GOAL OF THE EXERCISE -
Format every line of the entries below as a JSON list of strings, one string per line, and leave out the blank lines.

DATA EXCERPTS -
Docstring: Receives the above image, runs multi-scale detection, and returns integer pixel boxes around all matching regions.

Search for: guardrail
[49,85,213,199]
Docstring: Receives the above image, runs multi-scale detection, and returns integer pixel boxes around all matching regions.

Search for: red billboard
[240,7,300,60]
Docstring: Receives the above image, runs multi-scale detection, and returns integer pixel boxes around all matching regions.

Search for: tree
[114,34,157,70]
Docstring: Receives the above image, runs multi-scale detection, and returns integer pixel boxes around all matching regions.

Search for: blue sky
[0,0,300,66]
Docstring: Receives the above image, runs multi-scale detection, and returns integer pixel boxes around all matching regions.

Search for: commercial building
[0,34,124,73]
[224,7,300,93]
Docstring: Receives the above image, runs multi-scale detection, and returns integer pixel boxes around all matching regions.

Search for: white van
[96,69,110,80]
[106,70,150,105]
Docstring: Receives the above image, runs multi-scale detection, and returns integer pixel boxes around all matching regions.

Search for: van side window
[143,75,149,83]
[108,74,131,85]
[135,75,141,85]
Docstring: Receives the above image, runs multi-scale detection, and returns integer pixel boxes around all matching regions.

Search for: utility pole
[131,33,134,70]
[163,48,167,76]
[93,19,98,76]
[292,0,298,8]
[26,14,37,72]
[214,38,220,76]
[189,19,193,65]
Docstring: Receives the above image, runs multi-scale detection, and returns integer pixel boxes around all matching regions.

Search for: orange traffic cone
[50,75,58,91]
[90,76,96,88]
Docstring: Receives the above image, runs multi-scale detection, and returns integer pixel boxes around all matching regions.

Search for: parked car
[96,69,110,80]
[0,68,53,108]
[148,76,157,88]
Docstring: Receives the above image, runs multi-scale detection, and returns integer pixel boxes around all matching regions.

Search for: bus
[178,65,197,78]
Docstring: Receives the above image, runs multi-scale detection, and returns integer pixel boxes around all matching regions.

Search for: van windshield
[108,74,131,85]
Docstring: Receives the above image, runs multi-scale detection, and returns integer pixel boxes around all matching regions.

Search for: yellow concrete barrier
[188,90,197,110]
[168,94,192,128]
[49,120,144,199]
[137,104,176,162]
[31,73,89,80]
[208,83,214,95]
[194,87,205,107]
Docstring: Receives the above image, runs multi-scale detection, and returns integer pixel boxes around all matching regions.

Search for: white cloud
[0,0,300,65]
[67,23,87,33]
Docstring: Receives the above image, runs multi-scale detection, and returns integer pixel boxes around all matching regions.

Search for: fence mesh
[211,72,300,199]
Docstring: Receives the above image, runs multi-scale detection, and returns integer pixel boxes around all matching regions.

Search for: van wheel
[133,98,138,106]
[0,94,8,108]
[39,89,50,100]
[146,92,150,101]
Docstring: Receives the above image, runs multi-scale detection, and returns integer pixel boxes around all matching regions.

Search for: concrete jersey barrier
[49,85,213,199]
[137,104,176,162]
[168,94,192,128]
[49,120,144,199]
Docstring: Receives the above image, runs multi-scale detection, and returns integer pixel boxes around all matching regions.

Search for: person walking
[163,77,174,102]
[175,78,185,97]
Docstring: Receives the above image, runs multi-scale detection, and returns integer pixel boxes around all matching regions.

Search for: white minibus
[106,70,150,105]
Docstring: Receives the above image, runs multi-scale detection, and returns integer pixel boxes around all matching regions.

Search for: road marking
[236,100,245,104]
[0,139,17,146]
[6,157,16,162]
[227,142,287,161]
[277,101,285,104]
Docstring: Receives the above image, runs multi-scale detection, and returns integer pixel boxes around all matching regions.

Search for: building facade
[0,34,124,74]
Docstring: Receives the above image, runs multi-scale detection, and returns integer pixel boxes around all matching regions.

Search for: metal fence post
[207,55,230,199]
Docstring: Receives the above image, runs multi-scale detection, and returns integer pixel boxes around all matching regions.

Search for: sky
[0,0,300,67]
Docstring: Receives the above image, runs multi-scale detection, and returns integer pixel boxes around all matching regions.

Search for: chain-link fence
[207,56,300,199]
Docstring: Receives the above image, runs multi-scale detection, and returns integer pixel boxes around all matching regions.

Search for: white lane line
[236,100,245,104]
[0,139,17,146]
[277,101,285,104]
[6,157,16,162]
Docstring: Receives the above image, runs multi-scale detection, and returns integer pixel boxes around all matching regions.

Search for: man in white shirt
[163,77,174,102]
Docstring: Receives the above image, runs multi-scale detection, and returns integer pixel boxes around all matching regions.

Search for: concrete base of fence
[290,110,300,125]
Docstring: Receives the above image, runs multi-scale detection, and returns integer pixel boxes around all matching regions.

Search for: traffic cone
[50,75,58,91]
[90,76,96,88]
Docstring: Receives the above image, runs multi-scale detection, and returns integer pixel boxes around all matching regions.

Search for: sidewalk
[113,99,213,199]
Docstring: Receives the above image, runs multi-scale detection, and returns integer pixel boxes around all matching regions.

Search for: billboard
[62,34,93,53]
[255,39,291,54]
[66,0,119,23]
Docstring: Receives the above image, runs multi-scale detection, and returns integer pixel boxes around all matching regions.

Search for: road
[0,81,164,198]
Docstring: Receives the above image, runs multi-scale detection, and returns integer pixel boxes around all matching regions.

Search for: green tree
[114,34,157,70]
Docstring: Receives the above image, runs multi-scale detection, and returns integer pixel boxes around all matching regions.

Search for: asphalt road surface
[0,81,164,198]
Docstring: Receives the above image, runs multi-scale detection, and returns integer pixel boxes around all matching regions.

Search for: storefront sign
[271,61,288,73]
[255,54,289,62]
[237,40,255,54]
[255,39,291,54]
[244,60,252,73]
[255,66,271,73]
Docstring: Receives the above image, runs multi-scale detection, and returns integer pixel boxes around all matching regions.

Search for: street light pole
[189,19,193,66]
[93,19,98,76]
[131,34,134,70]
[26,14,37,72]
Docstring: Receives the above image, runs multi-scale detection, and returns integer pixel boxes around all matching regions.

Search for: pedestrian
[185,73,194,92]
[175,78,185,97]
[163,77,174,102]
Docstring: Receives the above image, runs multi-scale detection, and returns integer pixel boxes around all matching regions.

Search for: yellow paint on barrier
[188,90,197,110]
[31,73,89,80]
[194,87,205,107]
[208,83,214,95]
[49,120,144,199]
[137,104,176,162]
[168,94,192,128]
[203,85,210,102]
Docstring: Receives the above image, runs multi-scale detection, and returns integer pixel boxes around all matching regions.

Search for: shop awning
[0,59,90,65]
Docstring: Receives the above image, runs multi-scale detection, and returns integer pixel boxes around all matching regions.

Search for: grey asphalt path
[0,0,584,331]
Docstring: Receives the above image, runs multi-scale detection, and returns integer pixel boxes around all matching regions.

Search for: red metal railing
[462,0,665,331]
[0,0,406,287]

TASK OUTPUT -
[
  "Docstring: Receives the above image, runs multi-scale detection, and returns integer pixel boxes around all matching regions.",
  "Search for: guardrail",
  "[49,85,213,199]",
  "Docstring: Receives the above image, runs multi-scale detection, and returns integer pixel boxes around all matching regions.",
  "Search for: red billboard",
  "[240,7,300,60]",
  "Docstring: Receives the above image, runs multi-scale detection, and returns integer pixel boxes around all matching regions.",
  "Search for: tree",
  "[114,34,157,70]",
  "Docstring: Receives the above image, runs multi-scale detection, and returns integer pixel boxes around all matching regions.",
  "Search for: blue sky",
  "[0,0,300,66]",
  "Docstring: Receives the above image, runs multi-scale detection, and returns integer pixel boxes around all matching regions.",
  "Search for: commercial building",
  "[0,34,124,73]",
  "[224,7,300,93]",
  "Docstring: Receives the above image, runs multi-scale detection, and returns integer pixel boxes around all matching regions.",
  "Search for: white van",
  "[96,69,110,80]",
  "[106,70,150,105]",
  "Docstring: Receives the above image, runs multi-scale detection, and returns integer pixel boxes around all matching regions.",
  "Search for: van side window",
  "[143,75,149,83]",
  "[108,74,131,85]",
  "[135,75,141,85]",
  "Docstring: Receives the above image, runs multi-scale detection, and returns integer pixel boxes around all matching regions.",
  "Search for: utility pole",
  "[131,33,134,70]",
  "[163,48,167,76]",
  "[93,19,98,76]",
  "[292,0,298,8]",
  "[26,14,37,72]",
  "[214,38,220,76]",
  "[189,19,193,65]",
  "Docstring: Receives the above image, runs multi-scale detection, and returns integer pixel boxes around all matching regions.",
  "Search for: orange traffic cone",
  "[50,75,58,91]",
  "[90,76,96,88]",
  "Docstring: Receives the above image, runs multi-scale detection, and returns integer pixel boxes around all matching regions.",
  "Search for: parked car",
  "[96,69,110,80]",
  "[0,68,53,108]",
  "[148,76,157,88]",
  "Docstring: Receives the above image, runs multi-scale detection, and returns integer pixel boxes around all matching regions.",
  "Search for: bus",
  "[178,65,197,78]",
  "Docstring: Receives the above image, runs multi-scale detection, and returns integer pixel boxes around all matching regions.",
  "Search for: van windshield",
  "[108,74,131,85]",
  "Docstring: Receives the above image, runs multi-scale detection, and returns integer pixel boxes around all matching regions.",
  "Search for: yellow concrete barrier",
  "[188,90,197,110]",
  "[168,94,192,128]",
  "[49,120,144,199]",
  "[137,104,176,162]",
  "[31,73,89,80]",
  "[208,83,214,95]",
  "[194,87,205,107]",
  "Docstring: Receives the above image, runs multi-scale detection, and returns integer pixel boxes around all matching regions.",
  "Search for: white cloud",
  "[0,0,300,65]",
  "[67,23,87,33]",
  "Docstring: Receives the above image, runs multi-scale detection, and returns integer pixel boxes around all matching regions.",
  "Search for: fence mesh",
  "[211,72,300,199]",
  "Docstring: Receives the above image, runs multi-scale detection, and returns integer pixel boxes around all matching regions.",
  "Search for: van wheel",
  "[133,98,138,106]",
  "[0,94,8,108]",
  "[39,89,50,100]",
  "[146,92,150,101]",
  "Docstring: Receives the above image, runs multi-scale detection, and returns integer pixel boxes around all matching regions.",
  "Search for: concrete jersey barrier",
  "[49,85,213,199]",
  "[137,104,176,162]",
  "[168,94,192,128]",
  "[49,120,144,199]",
  "Docstring: Receives the above image, runs multi-scale detection, and returns integer pixel boxes around all matching regions.",
  "Search for: person walking",
  "[163,77,174,102]",
  "[175,78,185,97]",
  "Docstring: Receives the above image, runs multi-scale detection, and returns integer pixel boxes around all matching regions.",
  "Search for: white minibus",
  "[106,70,150,105]",
  "Docstring: Receives the above image, runs multi-scale detection, and returns integer pixel boxes around all matching regions.",
  "Search for: road marking",
  "[236,100,245,104]",
  "[0,139,17,146]",
  "[6,157,16,162]",
  "[227,142,287,161]",
  "[277,101,285,104]",
  "Docstring: Receives the above image, runs multi-scale detection, and returns integer pixel boxes around all matching regions.",
  "Search for: building facade",
  "[0,34,124,74]",
  "Docstring: Receives the above image, runs multi-scale detection, and returns integer pixel boxes around all matching regions.",
  "Search for: metal fence post",
  "[207,55,230,199]",
  "Docstring: Receives the above image, runs multi-scale detection, and returns integer pixel boxes around all matching regions.",
  "Search for: sky",
  "[0,0,300,67]",
  "Docstring: Receives the above image, runs multi-scale detection, and returns integer pixel boxes around all matching regions.",
  "Search for: chain-link fence",
  "[207,56,300,199]",
  "Docstring: Receives the above image, runs multi-scale detection, and returns integer pixel boxes around all matching regions.",
  "Search for: white lane line",
  "[236,100,245,104]",
  "[0,139,17,146]",
  "[277,101,285,104]",
  "[6,157,16,162]",
  "Docstring: Receives the above image, runs multi-scale detection, and returns integer pixel boxes around all matching regions.",
  "Search for: man in white shirt",
  "[163,77,174,102]",
  "Docstring: Receives the above image, runs multi-scale detection, and returns integer pixel boxes around all matching regions.",
  "Search for: concrete base of fence",
  "[290,110,300,125]",
  "Docstring: Receives the above image, runs multi-scale detection, and returns integer pixel boxes around all matching regions.",
  "Search for: traffic cone",
  "[50,75,58,91]",
  "[90,76,96,88]",
  "Docstring: Receives the above image, runs multi-scale detection, and returns integer pixel boxes around all matching regions.",
  "Search for: sidewalk",
  "[113,99,213,199]",
  "Docstring: Receives the above image, runs multi-scale detection, and returns integer pixel boxes around all matching regions.",
  "Search for: billboard",
  "[62,34,93,53]",
  "[255,39,291,54]",
  "[66,0,119,23]",
  "Docstring: Receives the above image, runs multi-scale detection, and returns integer pixel boxes around all matching regions.",
  "Search for: road",
  "[0,81,164,198]",
  "Docstring: Receives the above image, runs multi-scale detection, and returns integer pixel boxes around all matching regions.",
  "Search for: green tree",
  "[114,34,157,70]",
  "Docstring: Receives the above image, runs multi-scale detection, and returns integer pixel boxes around all matching regions.",
  "Search for: asphalt road surface",
  "[0,81,164,198]",
  "Docstring: Receives the above image, runs multi-scale detection, and returns integer pixel boxes around all matching regions.",
  "Search for: storefront sign",
  "[271,61,288,73]",
  "[255,54,289,62]",
  "[237,40,255,54]",
  "[255,39,291,54]",
  "[244,60,252,73]",
  "[255,66,271,73]",
  "Docstring: Receives the above image, runs multi-scale detection, and returns integer pixel boxes around all matching regions.",
  "Search for: street light pole",
  "[189,19,193,66]",
  "[93,19,98,76]",
  "[131,34,134,70]",
  "[26,14,37,72]",
  "Docstring: Receives the above image, runs multi-scale detection, and returns integer pixel boxes around all matching regions.",
  "Search for: pedestrian",
  "[185,73,194,92]",
  "[175,78,185,97]",
  "[163,77,174,102]",
  "Docstring: Receives the above image, runs multi-scale detection, and returns integer pixel boxes around all matching regions.",
  "Search for: yellow paint on barrier",
  "[188,90,197,110]",
  "[31,73,89,80]",
  "[194,87,205,107]",
  "[208,83,214,95]",
  "[49,120,144,199]",
  "[137,104,176,162]",
  "[168,94,192,128]",
  "[203,85,210,102]",
  "Docstring: Receives the above image, runs multi-scale detection, and returns integer pixel boxes around all matching regions.",
  "Search for: shop awning",
  "[0,59,90,65]",
  "Docstring: Receives the above image, runs multi-scale detection, and returns integer pixel boxes around all matching regions.",
  "Search for: grey asphalt path",
  "[0,0,584,331]",
  "Docstring: Receives the above image, runs multi-scale detection, and returns integer pixel boxes around all matching regions.",
  "Search for: red metal railing",
  "[462,0,665,331]",
  "[0,0,406,287]"
]